■ PASSAGE SHOWN
========================================================================
How about 1 pound, as in PVC? Naw- I'm just messing with you! Your comment definitely made me laugh. Can you imagine- a 1000lb jump!? LOL! I agree with you on all counts. It's definitely about the athleticism, not the equipment itself. But I definitely think it would be amazing to run in a trial like in that clip. That equipment is just superb looking! (Well, I think so anyway.) :toasting:


----------



## Jack's Dad (Jun 7, 2011)

Since there are so many more women in agility maybe you should concentrate on something really feminine and sell a bunch of them.

I don't know maybe pink PVC or something.


----------



## gsdraven (Jul 8, 2009)

Wildo,

I saw this magnet today and it reminded me of this thread. No idea where they got it.


----------



## wildo (Jul 27, 2006)

Yes- I have seen that one, and thanks for thinking of me! That one is ok, I guess but the thing is that there seems to me that there are so few GSDs in agility that it would be cool to have a GSD specific agility sticker.
========================================================================
■ ROWS
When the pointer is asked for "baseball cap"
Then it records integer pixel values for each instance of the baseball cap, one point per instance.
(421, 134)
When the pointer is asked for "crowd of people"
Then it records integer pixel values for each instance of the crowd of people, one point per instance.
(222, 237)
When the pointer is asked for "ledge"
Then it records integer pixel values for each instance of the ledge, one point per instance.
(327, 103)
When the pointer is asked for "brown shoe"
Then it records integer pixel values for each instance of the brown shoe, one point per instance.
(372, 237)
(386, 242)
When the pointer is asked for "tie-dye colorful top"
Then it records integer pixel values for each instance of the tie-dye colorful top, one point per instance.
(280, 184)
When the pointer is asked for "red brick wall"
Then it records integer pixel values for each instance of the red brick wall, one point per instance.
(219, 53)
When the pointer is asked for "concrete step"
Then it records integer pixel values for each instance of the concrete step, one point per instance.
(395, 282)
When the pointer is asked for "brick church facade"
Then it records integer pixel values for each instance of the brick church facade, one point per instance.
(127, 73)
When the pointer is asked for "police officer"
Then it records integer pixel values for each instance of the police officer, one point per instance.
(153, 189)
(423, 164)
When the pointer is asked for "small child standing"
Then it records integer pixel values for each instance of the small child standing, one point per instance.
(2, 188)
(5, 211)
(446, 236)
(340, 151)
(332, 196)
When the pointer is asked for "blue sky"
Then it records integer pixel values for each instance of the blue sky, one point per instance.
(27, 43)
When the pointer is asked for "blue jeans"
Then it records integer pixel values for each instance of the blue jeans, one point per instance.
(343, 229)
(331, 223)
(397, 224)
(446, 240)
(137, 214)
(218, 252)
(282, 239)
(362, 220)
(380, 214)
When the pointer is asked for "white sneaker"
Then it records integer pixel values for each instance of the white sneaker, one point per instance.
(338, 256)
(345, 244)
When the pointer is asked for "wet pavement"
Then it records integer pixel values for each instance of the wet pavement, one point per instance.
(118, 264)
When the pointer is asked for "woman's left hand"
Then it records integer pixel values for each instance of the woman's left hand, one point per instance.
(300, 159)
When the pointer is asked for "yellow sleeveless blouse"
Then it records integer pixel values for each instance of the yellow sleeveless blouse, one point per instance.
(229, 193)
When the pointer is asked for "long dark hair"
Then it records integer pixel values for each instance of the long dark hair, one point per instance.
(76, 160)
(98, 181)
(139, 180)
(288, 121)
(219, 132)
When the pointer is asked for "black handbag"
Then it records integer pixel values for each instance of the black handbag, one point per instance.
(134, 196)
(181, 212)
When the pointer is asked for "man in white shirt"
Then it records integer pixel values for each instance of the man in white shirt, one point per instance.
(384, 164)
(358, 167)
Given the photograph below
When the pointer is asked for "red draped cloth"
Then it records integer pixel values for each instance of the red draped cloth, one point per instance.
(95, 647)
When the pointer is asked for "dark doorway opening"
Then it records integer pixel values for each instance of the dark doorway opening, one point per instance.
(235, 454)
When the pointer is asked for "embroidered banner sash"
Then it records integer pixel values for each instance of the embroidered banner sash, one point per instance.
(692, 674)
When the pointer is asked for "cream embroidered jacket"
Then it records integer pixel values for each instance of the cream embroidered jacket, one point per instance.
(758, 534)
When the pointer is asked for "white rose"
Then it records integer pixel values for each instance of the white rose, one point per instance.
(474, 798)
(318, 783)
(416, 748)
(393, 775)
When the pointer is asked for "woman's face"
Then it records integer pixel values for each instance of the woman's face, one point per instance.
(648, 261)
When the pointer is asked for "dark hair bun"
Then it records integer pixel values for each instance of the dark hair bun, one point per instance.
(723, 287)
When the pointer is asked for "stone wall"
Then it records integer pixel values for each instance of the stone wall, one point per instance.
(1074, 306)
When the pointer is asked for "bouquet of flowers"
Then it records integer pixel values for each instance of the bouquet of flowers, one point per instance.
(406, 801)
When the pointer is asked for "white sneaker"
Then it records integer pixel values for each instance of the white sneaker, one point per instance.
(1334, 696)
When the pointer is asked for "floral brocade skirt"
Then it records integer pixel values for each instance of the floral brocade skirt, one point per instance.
========================================================================
■ EXERCISE GOAL
Extend the forum thread about agility equipment and GSD stickers, starting right after its final sentence. The records have nothing to do with the agility thread.

■ RESULT FOR THIS EXERCISE
I still have not done anything with my current design. All of the online printing places will only print 11 x 3.5" I designed mine using the larger size- 15 x 3.5. Still trying to think of ways to reduce mine in size.


----------



## VaBeachFamily (Apr 12, 2005)

I think it's cute! Has a cool effect to it! Reminds me of the old Schutzhund Club logo we had!


----------



## mahhi22 (Jul 14, 2009)

I like it. Version #2 is my favorite. The design & font are very cool & different. For me there is a vintage feel in your design. Reminds of a dog working the farm. And there's something Germanic about the font. If I did agility I would most likely want one. That's my opinion & I'm a girl


----------



## WarrantsWifey (Dec 18, 2010)

Wow, I really like it. I don't do bumper stickers or magnets of sorts(except awareness ribbons) but I do decals for my windows! I love DECALS! So if you do one of those! Hook a girls up! ;-)


----------



## koda girl (Feb 15, 2010)

I love it. I am a girl and if I did agility I would want one. I like the first one you posted best. Regardless of which one you go with I like the words German Shepherd Agility with caps on the first letters.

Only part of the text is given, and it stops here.